- Opening Delimiter -

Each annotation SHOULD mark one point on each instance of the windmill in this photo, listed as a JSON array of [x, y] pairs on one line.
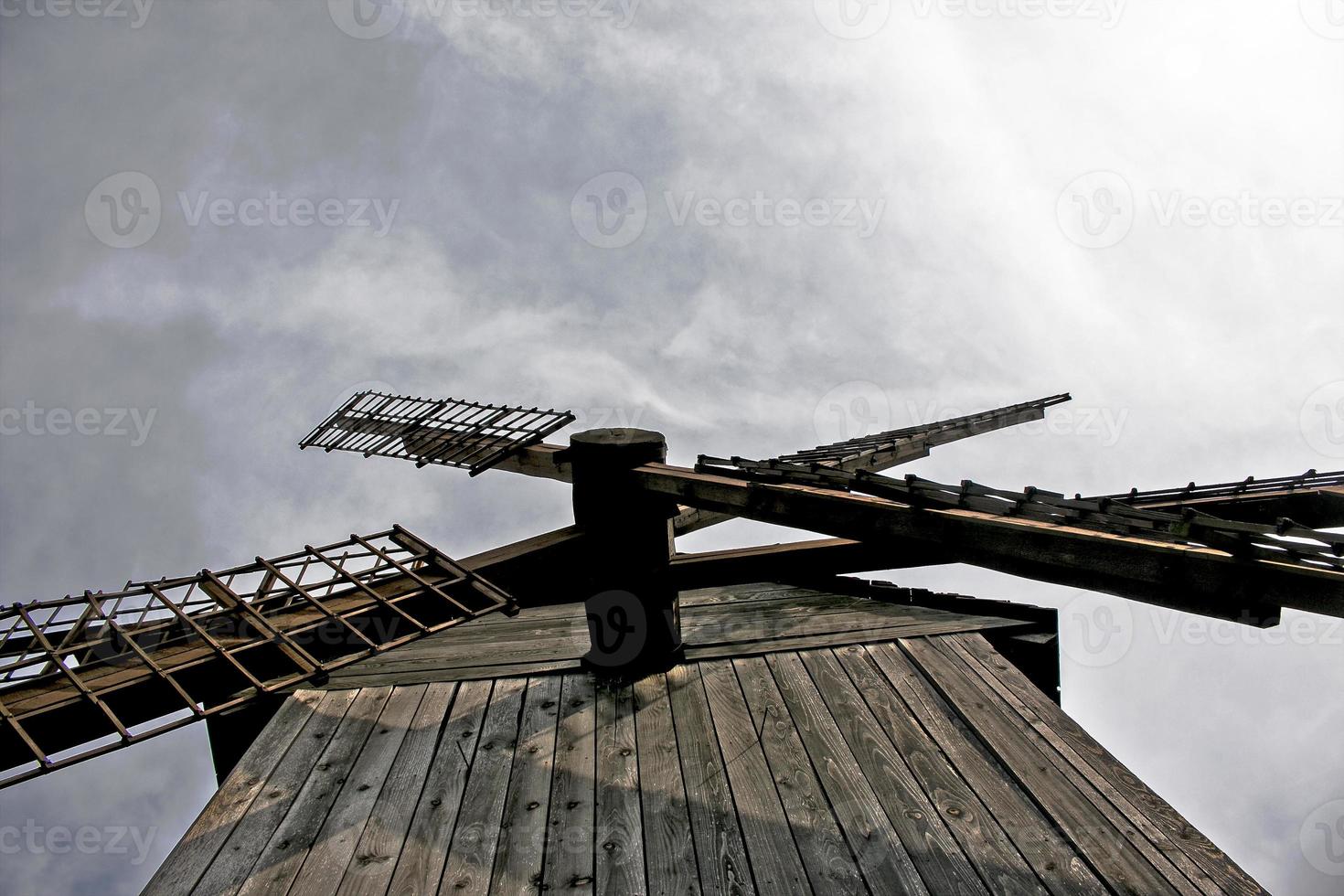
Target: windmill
[[589, 709]]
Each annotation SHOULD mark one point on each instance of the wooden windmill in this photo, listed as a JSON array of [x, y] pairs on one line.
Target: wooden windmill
[[644, 720]]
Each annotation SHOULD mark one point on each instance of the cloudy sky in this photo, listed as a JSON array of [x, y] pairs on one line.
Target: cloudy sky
[[754, 226]]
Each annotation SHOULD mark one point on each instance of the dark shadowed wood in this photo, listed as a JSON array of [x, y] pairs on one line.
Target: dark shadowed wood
[[1144, 837], [714, 821], [283, 855], [268, 810], [203, 840], [880, 773], [775, 864], [517, 863], [346, 819], [668, 845], [1106, 849], [983, 840], [472, 855], [421, 863], [375, 858], [1054, 859], [1081, 749], [826, 856], [569, 844], [618, 833]]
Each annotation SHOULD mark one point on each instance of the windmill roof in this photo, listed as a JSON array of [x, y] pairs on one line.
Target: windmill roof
[[837, 738]]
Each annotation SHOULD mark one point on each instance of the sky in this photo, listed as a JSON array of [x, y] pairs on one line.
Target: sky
[[752, 226]]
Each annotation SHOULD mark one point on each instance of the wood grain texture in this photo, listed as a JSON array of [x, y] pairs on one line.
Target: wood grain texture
[[517, 863], [775, 864], [618, 832], [422, 858], [471, 859], [720, 849], [569, 844], [669, 858], [826, 856], [197, 848], [371, 867]]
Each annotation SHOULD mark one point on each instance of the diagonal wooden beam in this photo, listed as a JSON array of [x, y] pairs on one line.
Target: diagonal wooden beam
[[1181, 577]]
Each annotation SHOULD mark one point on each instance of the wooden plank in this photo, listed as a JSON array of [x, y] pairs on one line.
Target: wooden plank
[[720, 849], [668, 845], [983, 840], [1055, 860], [835, 709], [1157, 821], [335, 845], [208, 835], [268, 810], [1115, 859], [1101, 795], [283, 855], [472, 853], [421, 863], [385, 835], [618, 830], [517, 861], [775, 864], [826, 856], [569, 845]]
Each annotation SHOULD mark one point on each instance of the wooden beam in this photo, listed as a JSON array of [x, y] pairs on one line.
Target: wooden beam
[[1174, 575]]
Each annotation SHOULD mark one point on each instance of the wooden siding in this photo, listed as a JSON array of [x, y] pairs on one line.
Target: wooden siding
[[923, 764]]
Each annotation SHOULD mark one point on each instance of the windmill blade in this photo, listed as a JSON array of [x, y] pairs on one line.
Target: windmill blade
[[892, 448], [445, 432], [82, 676], [1312, 498], [1192, 561]]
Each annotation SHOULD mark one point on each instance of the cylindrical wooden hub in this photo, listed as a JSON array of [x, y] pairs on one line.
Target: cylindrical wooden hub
[[632, 609]]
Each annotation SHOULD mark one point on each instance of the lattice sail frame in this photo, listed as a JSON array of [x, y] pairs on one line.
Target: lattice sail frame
[[1285, 541], [445, 432], [199, 645]]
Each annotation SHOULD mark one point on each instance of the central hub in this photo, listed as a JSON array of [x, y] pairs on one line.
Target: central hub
[[631, 602]]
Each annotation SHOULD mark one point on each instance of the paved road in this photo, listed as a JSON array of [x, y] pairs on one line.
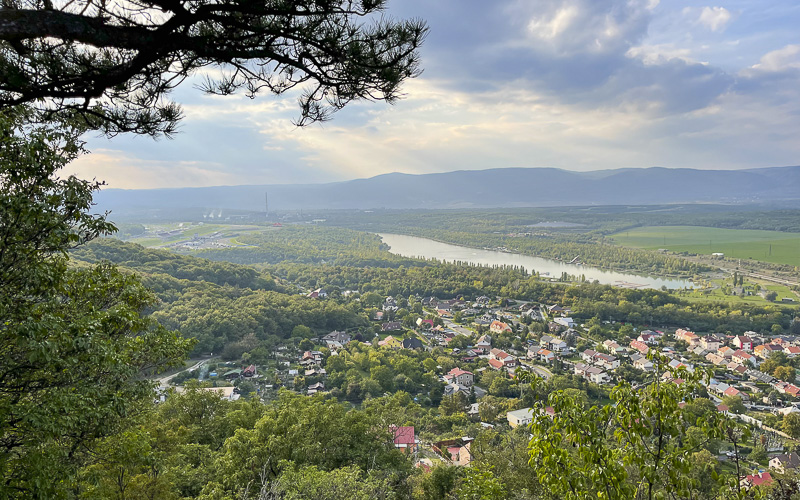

- Closing Delimiter -

ACTIVITY: The entries above are to be copied exactly, with every picture left out.

TASK RESULT:
Each annotation SHOULD mark one point on each instance of the windmill in this photo, listed as a JSON array of [x, y] pairs on one line.
Target: windmill
[[589, 709]]
Each annotation SHOULD mark one point on each instance of the wooden windmill in this photo, listed as a JSON array of [x, y] pairs on one line.
Target: wooden windmill
[[644, 720]]
Each annotation SHOULD mark one point on each instance of the cloudy sky in this photo, listed as a JSON array of [x, y] pairs on one line.
Target: cloudy sky
[[754, 226]]
Each annotation SHOULD mark one point on each instance of the dark shadowed wood in this photo, listed as a JSON array of [x, y] pairs on one line.
Target: dark shadowed wood
[[1144, 837], [714, 821], [283, 855], [268, 810], [203, 840], [880, 773], [775, 864], [517, 863], [346, 819], [668, 845], [1106, 849], [983, 840], [472, 855], [421, 863], [375, 858], [1054, 859], [1081, 749], [826, 856], [569, 844], [618, 833]]
Each annotation SHOULD mark one point on each instance of the windmill roof in this photo, listed as a JSON array of [x, y] pairs on one line.
Target: windmill roof
[[837, 738]]
Each annotation SHOULD mark one point on each instance of the sky in this photo, listed as a JSON array of [x, y] pairs on one line.
Target: sky
[[752, 226]]
Each annotation SHOULD mark one point on each instance of the wood grain texture in this photo, listed as a JSON array of [x, y] pairs on one line.
Target: wood grain texture
[[517, 863], [775, 864], [618, 832], [422, 858], [471, 859], [720, 849], [569, 844], [669, 858], [826, 856], [197, 848], [371, 867]]
Each annotation SHOULD mark one point on each instance of the diagonal wooden beam in this photo, listed as a JSON array of [x, y] pairs on one line.
Target: diagonal wooden beam
[[1181, 577]]
Each annotation SHOULD mark one point on each instance of the wooden plank in this photo, listed as a JSON array of [x, y] pairs on one line.
Target: wooden plank
[[720, 849], [668, 845], [983, 840], [1055, 860], [835, 709], [1157, 821], [335, 845], [208, 835], [268, 810], [1115, 859], [1101, 795], [283, 855], [472, 853], [421, 863], [385, 835], [618, 830], [517, 861], [775, 864], [826, 856], [569, 845]]
Each annotation SHOULD mark one point on each instance of the wooden beam in this photo, listed as a JSON array of [x, y] pairs on one line.
Target: wooden beam
[[1174, 575]]
Each annotation SHOULD mark one point on each instance of the wooden siding in this photo, listed as a JSON array of [x, y] pairs on one line.
Target: wooden siding
[[923, 764]]
Each annotation SHOULD mark one point on each instance of the windmill blade in this photo, listed as a JSON array of [x, y] pairs on one line.
Target: windmill blade
[[892, 448], [445, 432], [82, 676], [1312, 498], [1192, 561]]
Each annotation SHOULD mark one point on each instance of the cylindrical wooden hub in this photo, listed as a JSON array of [x, y] pairs on one line.
Target: cylindrical wooden hub
[[632, 609]]
Each annotation SHOULD mark one point on each instance of the lattice sail frame in this photo, listed as a JSON array of [x, y] pairs on one line.
Target: lattice sail frame
[[1285, 541], [445, 432], [199, 645]]
Each annotation SHOULD mark one point on each instance of the central hub in this photo, listed as a JSON array of [x, y] pairs on one line.
Target: central hub
[[631, 602]]
Each annotation SHOULD mark one point on each instance of the paved road in this photo, listed as a JSON array of [x, y] pairs on one line.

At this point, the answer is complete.